• **Task instructions**:
1. According to the article about the sober-living fraud charges, at what amount was bail set for Dr. Suzie Schuder?
2. Write the next part of the article about the sober-living fraud charges, picking up after its final sentence.
===== Passage provided
2 Newport Beach doctors among six people charged in $22-million fraud scheme tied to sober-living homes
Two Newport Beach doctors are among six people facing insurance fraud charges in connection with an alleged $22-million urine test billing scheme that authorities say operated through sober-living homes in Orange County until 2014.
Dr. Carlos Montano, 61, of Newport Beach and Dr. Suzie Schuder, 70, of Corona del Mar are accused of writing unnecessary prescriptions for urine drug tests multiple times per week for employees of Compass Rose Recovery homes and affiliated businesses, according to the Orange County district attorney’s office.
Montano is facing a felony count of conspiracy to commit medical insurance fraud, three counts of insurance fraud and possible sentencing enhancements on allegations of property damage over $3.2 million and aggravated white-collar crime over $500,000.
He pleaded not guilty to all charges Monday, according to Orange County Superior Court records. Montano is in Orange County Jail with bail set at $13.15 million. He is due back in court July 27.
Schuder is facing the same charges and a fourth count of insurance fraud, according to court records.
Schuder, who is in Orange County Jail with bail set at $3 million, is expected to be arraigned June 2 in Superior Court.
If convicted, Montano and Schuder could face 16 years and eight months and 17 years and eight months in state prison, respectively.
Prosecutors allege that Pamela Ganong, 61, of La Jolla and Philip Ganong, 63, of Bakersfield, who operated Compass Rose Recovery throughout Southern California with homes in cities including Huntington Beach and Costa Mesa, concocted a scheme to overbill insurance companies for the collection of urine for drug tests.
The Ganongs are each charged with a count of conspiracy to commit medical insurance fraud, 13 counts of insurance fraud and 26 counts of money laundering, with possible sentencing enhancements on allegations of property damage over $3.2 million, money laundering over $2.5 million and aggravated white-collar crime over $500,000. They pleaded not guilty to all charges Monday.
==========
===== Data excerpts
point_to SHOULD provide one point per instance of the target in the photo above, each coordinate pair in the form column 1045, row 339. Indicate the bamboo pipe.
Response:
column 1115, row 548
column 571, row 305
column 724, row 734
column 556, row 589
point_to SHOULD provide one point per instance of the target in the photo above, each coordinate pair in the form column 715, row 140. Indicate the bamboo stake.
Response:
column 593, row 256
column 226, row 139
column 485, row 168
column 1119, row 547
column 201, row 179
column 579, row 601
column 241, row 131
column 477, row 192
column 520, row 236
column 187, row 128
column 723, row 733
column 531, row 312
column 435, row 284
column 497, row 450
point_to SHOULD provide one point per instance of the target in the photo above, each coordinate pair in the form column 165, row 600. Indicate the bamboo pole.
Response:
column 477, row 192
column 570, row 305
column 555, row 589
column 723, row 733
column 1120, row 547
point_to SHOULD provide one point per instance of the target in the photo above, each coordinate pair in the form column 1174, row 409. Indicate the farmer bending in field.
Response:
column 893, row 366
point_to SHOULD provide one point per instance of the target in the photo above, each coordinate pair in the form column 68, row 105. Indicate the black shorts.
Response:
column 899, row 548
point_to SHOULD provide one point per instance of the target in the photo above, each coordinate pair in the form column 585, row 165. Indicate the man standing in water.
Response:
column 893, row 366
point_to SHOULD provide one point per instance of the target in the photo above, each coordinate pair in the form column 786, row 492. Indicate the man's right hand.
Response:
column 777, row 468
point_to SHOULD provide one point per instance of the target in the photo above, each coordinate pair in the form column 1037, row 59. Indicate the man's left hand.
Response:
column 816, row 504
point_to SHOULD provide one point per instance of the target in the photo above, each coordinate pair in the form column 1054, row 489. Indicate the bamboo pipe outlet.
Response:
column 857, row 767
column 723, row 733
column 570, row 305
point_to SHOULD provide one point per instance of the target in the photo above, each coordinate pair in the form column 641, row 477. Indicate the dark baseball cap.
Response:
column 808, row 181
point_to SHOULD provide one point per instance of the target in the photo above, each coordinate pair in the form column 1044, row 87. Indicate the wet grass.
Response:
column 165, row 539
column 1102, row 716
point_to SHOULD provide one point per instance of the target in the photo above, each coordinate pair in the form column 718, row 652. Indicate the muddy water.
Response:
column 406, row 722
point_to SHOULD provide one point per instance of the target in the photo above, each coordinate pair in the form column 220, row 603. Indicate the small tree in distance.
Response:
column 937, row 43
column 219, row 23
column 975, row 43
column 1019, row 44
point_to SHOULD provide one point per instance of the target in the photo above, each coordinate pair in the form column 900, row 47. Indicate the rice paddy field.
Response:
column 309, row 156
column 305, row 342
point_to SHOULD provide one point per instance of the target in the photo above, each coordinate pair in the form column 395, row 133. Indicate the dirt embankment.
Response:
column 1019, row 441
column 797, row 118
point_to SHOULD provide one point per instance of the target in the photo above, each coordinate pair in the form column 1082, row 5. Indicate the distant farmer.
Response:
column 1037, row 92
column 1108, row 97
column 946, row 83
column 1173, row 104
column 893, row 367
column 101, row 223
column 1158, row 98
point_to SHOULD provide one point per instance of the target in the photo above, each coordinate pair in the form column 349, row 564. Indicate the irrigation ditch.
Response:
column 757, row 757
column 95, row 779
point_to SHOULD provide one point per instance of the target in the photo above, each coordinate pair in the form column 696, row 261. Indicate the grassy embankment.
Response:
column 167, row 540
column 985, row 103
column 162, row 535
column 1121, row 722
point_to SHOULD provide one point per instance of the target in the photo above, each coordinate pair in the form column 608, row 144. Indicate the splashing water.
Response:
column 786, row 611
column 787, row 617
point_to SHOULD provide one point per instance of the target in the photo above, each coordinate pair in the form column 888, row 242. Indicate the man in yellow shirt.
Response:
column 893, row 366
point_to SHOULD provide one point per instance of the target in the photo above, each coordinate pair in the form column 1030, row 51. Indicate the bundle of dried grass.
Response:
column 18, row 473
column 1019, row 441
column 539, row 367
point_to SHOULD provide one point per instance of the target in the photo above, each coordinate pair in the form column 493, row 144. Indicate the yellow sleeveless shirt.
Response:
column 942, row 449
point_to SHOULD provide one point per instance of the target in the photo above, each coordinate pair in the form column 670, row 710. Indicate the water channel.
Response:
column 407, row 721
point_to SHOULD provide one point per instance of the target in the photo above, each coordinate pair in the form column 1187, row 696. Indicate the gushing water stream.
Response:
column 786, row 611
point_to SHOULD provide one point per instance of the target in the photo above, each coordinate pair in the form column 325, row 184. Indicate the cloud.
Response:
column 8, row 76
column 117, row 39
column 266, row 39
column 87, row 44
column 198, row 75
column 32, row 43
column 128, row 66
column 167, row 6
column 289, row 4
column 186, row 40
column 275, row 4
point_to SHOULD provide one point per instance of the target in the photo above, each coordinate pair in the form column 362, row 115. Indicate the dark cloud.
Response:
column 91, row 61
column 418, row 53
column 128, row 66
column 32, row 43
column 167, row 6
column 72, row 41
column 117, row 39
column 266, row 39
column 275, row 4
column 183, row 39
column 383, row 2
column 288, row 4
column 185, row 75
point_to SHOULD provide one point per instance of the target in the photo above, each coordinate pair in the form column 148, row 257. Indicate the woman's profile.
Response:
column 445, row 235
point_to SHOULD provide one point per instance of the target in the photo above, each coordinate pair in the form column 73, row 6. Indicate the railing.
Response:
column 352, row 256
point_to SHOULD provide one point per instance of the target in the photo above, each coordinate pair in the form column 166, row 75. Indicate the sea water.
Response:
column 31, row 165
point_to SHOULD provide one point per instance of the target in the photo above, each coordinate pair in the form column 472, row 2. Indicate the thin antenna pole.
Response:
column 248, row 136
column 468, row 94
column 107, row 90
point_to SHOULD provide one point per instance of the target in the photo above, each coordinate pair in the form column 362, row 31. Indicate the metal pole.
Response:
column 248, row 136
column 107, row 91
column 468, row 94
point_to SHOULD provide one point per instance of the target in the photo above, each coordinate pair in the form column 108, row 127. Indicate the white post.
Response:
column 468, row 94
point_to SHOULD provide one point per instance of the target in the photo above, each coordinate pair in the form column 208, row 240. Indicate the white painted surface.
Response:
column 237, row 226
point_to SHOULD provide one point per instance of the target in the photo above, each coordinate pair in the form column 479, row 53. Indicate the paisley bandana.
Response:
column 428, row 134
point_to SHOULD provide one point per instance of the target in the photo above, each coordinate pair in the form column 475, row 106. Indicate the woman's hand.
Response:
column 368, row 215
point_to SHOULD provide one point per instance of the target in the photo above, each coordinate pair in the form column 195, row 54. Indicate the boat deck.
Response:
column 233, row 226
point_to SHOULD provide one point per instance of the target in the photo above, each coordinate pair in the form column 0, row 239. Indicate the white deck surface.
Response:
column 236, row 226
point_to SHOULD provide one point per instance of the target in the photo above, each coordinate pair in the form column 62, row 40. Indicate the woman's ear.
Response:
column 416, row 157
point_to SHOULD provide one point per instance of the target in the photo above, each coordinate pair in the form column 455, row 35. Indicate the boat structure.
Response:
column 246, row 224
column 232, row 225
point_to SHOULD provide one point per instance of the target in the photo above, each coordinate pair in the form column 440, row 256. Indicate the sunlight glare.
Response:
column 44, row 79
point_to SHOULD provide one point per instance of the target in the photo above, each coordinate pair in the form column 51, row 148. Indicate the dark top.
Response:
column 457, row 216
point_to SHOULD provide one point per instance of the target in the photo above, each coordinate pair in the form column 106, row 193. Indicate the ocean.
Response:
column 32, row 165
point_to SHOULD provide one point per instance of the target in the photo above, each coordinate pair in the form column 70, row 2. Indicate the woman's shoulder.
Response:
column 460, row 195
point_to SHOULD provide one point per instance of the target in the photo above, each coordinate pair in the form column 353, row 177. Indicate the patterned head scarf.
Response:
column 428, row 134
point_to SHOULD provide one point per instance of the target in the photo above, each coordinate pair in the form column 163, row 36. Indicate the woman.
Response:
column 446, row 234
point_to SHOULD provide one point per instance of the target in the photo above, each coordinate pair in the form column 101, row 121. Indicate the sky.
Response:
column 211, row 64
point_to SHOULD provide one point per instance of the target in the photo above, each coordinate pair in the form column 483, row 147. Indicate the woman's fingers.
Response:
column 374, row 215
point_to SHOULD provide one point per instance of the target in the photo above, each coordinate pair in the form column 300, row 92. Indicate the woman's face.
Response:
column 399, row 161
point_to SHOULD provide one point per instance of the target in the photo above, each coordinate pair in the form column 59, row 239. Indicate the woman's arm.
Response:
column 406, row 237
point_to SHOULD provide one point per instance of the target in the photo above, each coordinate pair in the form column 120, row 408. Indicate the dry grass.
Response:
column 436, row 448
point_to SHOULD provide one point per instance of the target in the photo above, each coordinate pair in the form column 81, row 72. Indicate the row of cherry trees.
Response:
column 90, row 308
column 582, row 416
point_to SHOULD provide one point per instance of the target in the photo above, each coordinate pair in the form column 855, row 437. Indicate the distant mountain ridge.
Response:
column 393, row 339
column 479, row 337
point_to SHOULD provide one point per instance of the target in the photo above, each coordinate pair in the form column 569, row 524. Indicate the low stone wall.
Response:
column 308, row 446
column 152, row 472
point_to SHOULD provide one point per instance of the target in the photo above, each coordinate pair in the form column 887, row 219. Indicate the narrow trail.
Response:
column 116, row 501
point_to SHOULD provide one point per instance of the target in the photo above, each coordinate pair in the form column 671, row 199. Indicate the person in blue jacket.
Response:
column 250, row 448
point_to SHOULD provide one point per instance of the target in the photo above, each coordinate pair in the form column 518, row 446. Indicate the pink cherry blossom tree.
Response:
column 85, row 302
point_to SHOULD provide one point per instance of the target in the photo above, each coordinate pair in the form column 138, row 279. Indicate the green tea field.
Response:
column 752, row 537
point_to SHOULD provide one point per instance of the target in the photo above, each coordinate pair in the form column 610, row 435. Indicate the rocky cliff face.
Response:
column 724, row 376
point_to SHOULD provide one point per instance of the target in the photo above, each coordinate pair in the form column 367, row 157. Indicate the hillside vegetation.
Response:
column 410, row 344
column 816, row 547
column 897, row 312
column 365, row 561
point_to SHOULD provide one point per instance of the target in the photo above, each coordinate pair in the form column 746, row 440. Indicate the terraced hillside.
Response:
==========
• **Task answers**:
1. $3 million

2.
Authorities allege that between 2012 and 2014, the Ganongs fraudulently listed residents and non-residents of sober-living homes as employees of their four businesses — William Mae Co., Compass Rose Recovery, Compass Rose Staffing and Ghostline Labs — and expanded their health insurance policy to cover nearly 100 people, according to the district attorney’s office.
Prosecutors contend the Ganongs started Compass Rose Staffing, a temporary-labor agency, in January 2013 to act as a front for their scheme.
The Ganongs and their son William, 33, of Bakersfield are accused of submitting bills of more than $1 million to Aetna, Anthem, Cigna and UnitedHealthcare for drug testing themselves and other associates.
Pamela Ganong’s sister, Susan Lee Stinson, 63, of Carlsbad, is accused of dropping off paychecks at her sister’s sober-living facilities and sending emails to doctors hired by the Ganongs requesting urine drug test prescriptions.
Prosecutors allege the family switched insurance carriers multiple times to try to avoid being caught.
To further the scheme, prosecutors claim, the Ganongs hired Montano and Schuder, who are accused of writing urine drug prescriptions beginning at three times per week and increasing to seven times per week for most of the couple’s employees.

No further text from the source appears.